What is needed » Switch every "forklift" in the listing below to "shuttle" and reproduce all of its lines, changing nothing else.

Supplied records »
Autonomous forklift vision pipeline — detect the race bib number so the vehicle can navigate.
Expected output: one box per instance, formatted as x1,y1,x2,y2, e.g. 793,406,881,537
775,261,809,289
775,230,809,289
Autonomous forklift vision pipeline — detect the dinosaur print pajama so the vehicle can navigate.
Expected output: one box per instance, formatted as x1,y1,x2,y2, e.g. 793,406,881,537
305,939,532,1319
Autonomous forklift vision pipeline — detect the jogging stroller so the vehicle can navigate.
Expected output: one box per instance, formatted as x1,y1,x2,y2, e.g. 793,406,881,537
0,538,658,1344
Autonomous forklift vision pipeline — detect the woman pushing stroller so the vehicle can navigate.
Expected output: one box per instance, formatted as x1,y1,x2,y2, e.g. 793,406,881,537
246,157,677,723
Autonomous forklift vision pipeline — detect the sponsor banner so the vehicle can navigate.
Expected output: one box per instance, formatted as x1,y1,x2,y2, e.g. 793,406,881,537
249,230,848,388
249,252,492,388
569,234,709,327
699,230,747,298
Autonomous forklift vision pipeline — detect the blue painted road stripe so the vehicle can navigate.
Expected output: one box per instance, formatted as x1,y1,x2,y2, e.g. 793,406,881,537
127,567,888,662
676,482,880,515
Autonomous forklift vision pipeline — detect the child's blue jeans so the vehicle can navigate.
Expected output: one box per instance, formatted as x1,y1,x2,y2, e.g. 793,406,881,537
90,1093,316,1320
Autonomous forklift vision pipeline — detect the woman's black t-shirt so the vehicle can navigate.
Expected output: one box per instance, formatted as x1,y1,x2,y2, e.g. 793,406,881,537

In response »
Autonomous shuttle vision pipeline — detect the race bib number so the vehicle can navigate.
Expected output: one box per instance, formatted as x1,y1,x2,y2, e.g. 793,406,881,537
775,261,809,289
775,230,809,289
Autonomous shuttle vision pipeline — detect the dinosaur print pajama so the vehicle can navigate.
Expected output: one box per instance, formatted as x1,y1,x2,y2, e.g. 793,406,881,537
305,939,532,1319
Autonomous shuttle vision pipeline — detect the jogging stroller so the vehicle can navigate.
Expected output: one box per instance, formatted as x1,y1,x2,y2, e.g. 793,406,881,537
0,538,658,1344
Autonomous shuttle vision pipeline — detect the woman pushing stroller so the vehicle can navigate.
Expected output: one box per instance, formatted as x1,y1,x2,y2, e.g. 793,406,881,537
246,157,677,723
Autonomous shuttle vision pipeline — detect the sponsor banner so the vehicle can navigate.
Expected output: one box per instance, formatted as x1,y1,x2,y2, e.g. 793,406,881,537
249,230,848,388
249,252,492,388
569,234,709,327
699,230,747,298
Autonomous shuttle vision pipeline — detect the blue painted road stripe so the vehicle can navigate.
Expected output: one box per instance, formatted as x1,y1,x2,y2, e.g. 793,406,881,537
127,567,888,662
676,482,880,515
Autonomous shuttle vision pipeline — detect the child's blue jeans so the vehicle can navigate.
Expected output: one box per instance, formatted as x1,y1,x2,y2, e.g. 793,406,881,537
90,1093,316,1320
Autonomous shuttle vision pipeline — detect the woman's black t-shirt so the vehicle can navigate.
Expected output: one box per instance, formatted as x1,y1,x2,y2, e.g. 793,406,881,537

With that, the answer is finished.